Extracted data entries

BEGIN

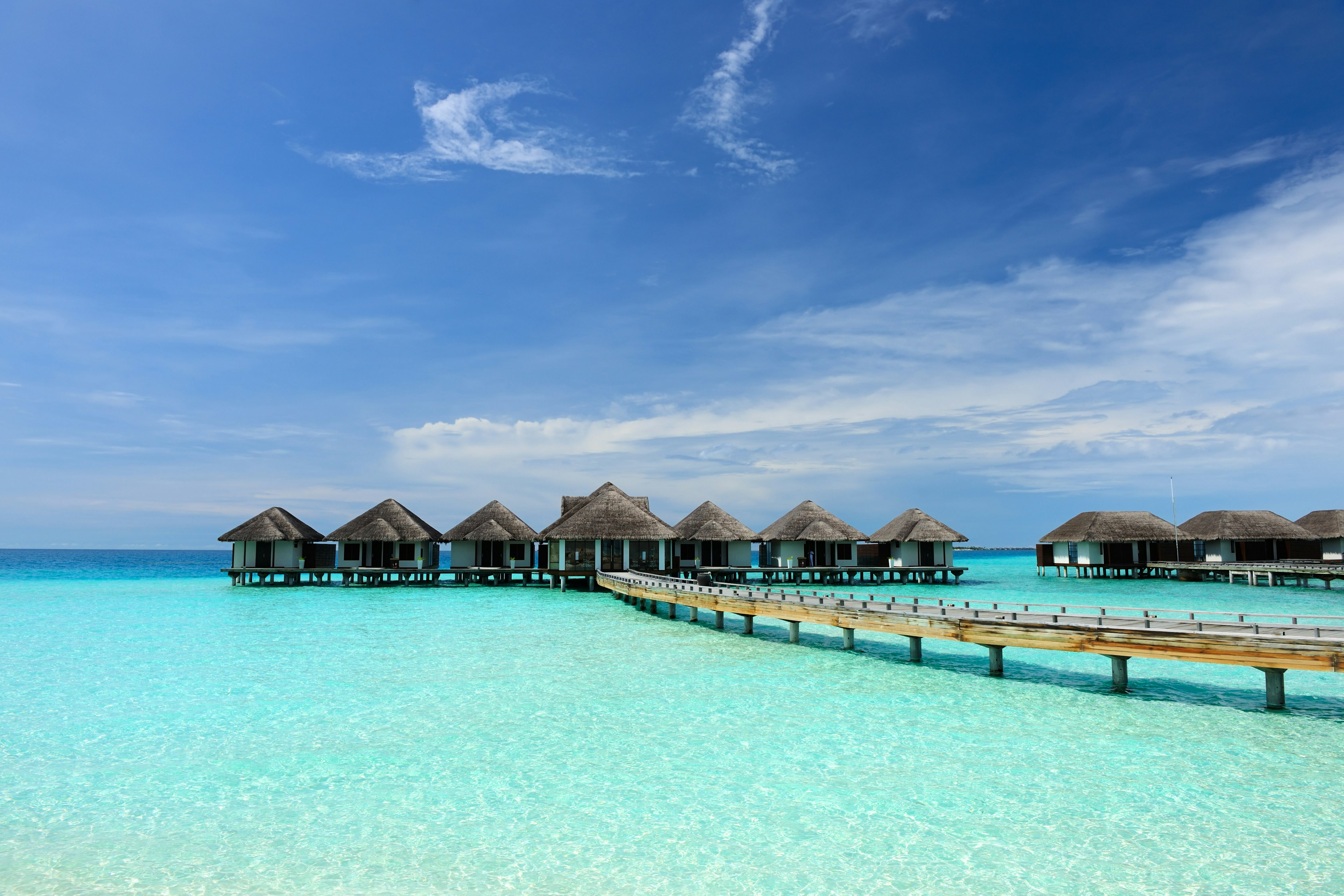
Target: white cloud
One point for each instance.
(1257, 154)
(720, 105)
(475, 127)
(890, 19)
(1062, 377)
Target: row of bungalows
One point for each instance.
(1124, 543)
(607, 530)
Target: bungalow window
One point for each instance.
(644, 555)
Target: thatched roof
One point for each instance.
(1244, 526)
(917, 526)
(810, 522)
(386, 522)
(712, 523)
(570, 503)
(273, 524)
(1116, 526)
(1324, 524)
(503, 519)
(608, 514)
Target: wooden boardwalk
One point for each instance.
(1270, 643)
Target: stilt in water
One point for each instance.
(1273, 687)
(1120, 673)
(996, 659)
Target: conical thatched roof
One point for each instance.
(386, 522)
(802, 523)
(712, 523)
(608, 514)
(917, 526)
(1245, 526)
(572, 503)
(503, 519)
(273, 524)
(1116, 526)
(1324, 524)
(488, 531)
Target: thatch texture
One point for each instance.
(1324, 524)
(386, 522)
(488, 531)
(1245, 526)
(810, 522)
(712, 523)
(1117, 526)
(503, 519)
(917, 526)
(608, 514)
(273, 524)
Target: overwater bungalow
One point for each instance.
(1113, 543)
(710, 537)
(1252, 537)
(913, 539)
(810, 537)
(492, 538)
(276, 539)
(1328, 526)
(387, 537)
(607, 530)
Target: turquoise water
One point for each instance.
(162, 733)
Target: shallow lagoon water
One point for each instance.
(164, 733)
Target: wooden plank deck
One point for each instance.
(1270, 643)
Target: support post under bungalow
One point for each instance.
(1120, 673)
(996, 659)
(1273, 687)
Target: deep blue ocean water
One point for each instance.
(164, 733)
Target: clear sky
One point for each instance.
(1002, 261)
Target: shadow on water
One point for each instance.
(1019, 670)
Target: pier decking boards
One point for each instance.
(1265, 641)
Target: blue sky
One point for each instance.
(1003, 261)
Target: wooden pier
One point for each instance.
(1269, 574)
(830, 575)
(1269, 643)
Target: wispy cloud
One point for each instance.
(475, 127)
(1062, 377)
(1257, 154)
(720, 105)
(890, 19)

END

### EXERCISE DETAILS
Exactly the lines from the one with "Target: shallow lagoon water" through the final line of the entries are to be returned, both ends included.

### SOLUTION TO THE EXERCISE
Target: shallow lagoon water
One point for each instance.
(164, 733)
Target: wooden plank deck
One point for each instance.
(1270, 643)
Target: support post under bungalow
One point for each instance.
(1120, 673)
(996, 659)
(1273, 687)
Target: deep blue ocean water
One point for each instance.
(164, 733)
Target: clear sky
One point for each instance.
(1002, 261)
Target: shadow on water
One point for each instance.
(1019, 670)
Target: pier decking boards
One point for each instance.
(1265, 641)
Target: blue sky
One point for each instance.
(1003, 261)
Target: wooden pier
One point for each instance.
(1269, 574)
(830, 575)
(1269, 643)
Target: wispy cloud
One point for each instance.
(475, 127)
(1062, 377)
(1257, 154)
(720, 105)
(890, 19)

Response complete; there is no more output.